For each line in the data that includes "grip", make a copy.

+-------+

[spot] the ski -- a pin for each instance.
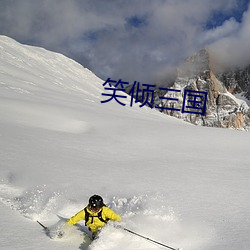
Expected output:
(45, 228)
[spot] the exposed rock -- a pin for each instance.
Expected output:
(222, 108)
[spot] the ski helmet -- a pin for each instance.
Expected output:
(95, 202)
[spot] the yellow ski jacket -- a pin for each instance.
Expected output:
(94, 223)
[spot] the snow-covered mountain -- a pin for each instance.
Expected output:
(223, 109)
(182, 185)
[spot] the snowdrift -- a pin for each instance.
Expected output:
(182, 185)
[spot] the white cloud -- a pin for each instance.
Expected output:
(98, 34)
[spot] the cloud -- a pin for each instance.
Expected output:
(233, 49)
(133, 39)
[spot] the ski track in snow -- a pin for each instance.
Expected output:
(55, 136)
(145, 214)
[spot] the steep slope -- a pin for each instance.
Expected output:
(183, 185)
(222, 108)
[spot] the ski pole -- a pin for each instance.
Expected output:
(45, 228)
(146, 238)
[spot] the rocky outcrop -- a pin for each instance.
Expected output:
(223, 109)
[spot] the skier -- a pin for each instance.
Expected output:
(95, 214)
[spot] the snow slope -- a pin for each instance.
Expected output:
(182, 185)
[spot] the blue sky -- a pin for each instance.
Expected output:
(140, 40)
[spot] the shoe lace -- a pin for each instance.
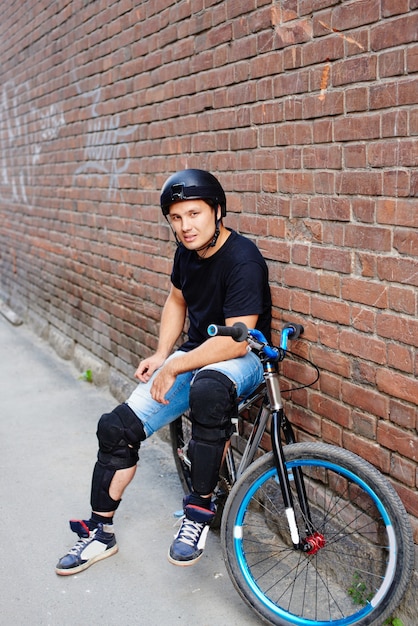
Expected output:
(81, 543)
(190, 532)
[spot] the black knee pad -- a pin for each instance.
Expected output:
(100, 500)
(120, 433)
(206, 461)
(213, 404)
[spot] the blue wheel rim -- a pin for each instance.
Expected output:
(273, 608)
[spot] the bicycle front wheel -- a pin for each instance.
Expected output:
(363, 558)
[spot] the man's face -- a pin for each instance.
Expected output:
(193, 222)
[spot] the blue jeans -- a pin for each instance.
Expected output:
(245, 372)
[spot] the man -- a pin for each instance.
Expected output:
(219, 277)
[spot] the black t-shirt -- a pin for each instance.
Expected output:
(231, 283)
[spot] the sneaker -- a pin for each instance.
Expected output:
(93, 545)
(189, 543)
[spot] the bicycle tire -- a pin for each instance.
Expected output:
(357, 578)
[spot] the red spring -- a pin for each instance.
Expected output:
(314, 543)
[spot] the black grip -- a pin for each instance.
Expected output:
(238, 331)
(296, 328)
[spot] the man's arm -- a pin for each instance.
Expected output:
(171, 327)
(213, 350)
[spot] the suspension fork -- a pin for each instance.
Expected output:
(279, 423)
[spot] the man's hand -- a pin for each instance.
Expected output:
(163, 382)
(147, 367)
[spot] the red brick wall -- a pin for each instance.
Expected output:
(305, 109)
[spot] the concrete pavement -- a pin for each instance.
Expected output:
(48, 448)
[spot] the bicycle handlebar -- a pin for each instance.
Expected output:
(240, 332)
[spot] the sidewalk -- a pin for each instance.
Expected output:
(48, 448)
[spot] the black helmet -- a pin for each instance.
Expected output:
(192, 185)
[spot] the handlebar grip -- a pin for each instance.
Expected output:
(296, 330)
(238, 331)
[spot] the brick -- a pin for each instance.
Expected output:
(391, 33)
(365, 292)
(398, 270)
(394, 438)
(365, 347)
(354, 71)
(354, 128)
(368, 237)
(398, 385)
(397, 212)
(371, 451)
(332, 410)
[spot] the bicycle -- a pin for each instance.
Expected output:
(312, 534)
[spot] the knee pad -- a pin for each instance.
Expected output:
(213, 404)
(206, 459)
(100, 500)
(119, 433)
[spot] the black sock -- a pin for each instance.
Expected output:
(197, 500)
(97, 519)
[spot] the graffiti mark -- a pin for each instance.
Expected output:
(106, 150)
(25, 130)
(324, 81)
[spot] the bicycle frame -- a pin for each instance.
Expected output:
(272, 406)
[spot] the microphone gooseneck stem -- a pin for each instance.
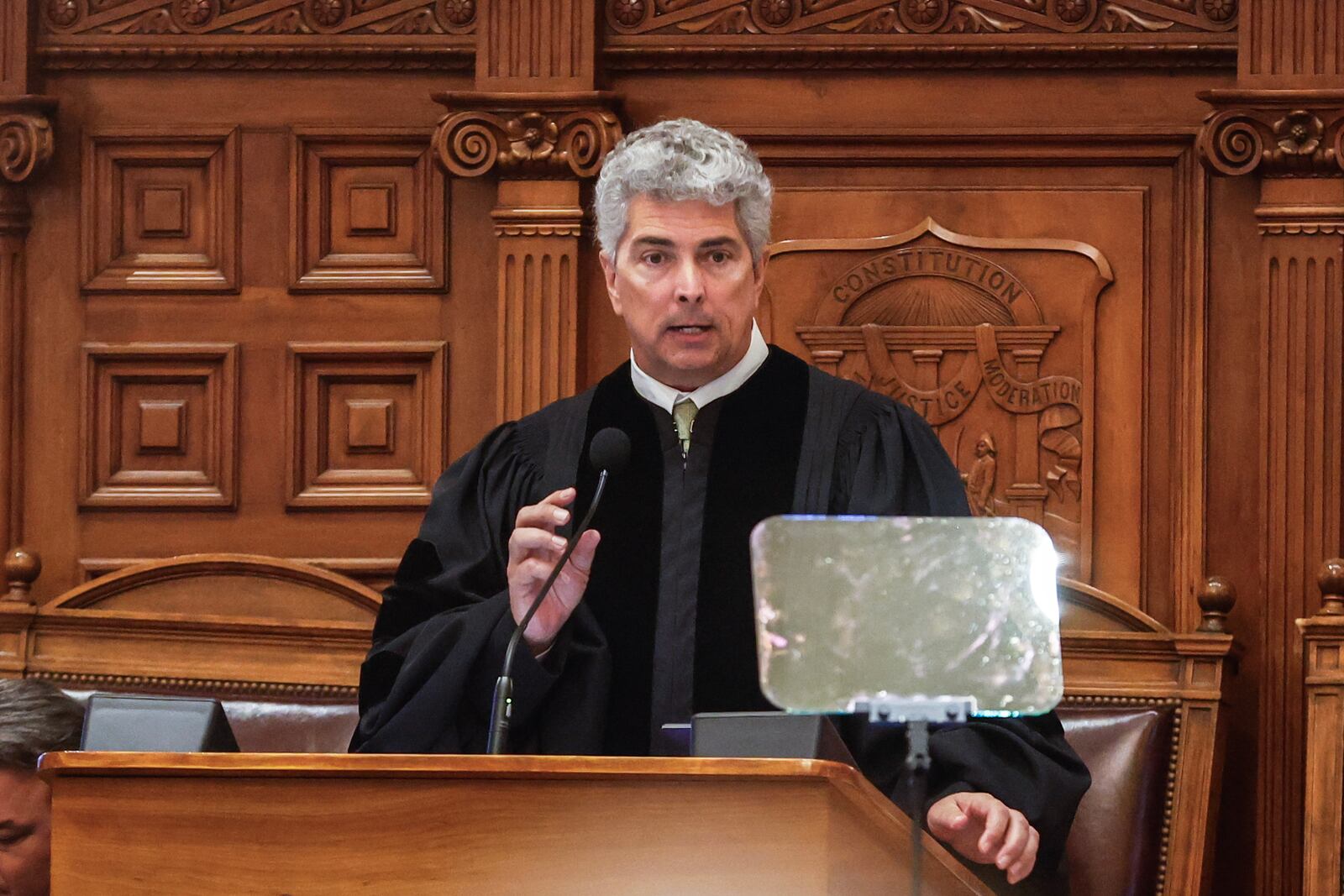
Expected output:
(917, 763)
(501, 707)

+-------+

**Worked solution:**
[spot] the black grip -- a pin for each instance.
[spot] the handlebar grip -- a pin for each instance.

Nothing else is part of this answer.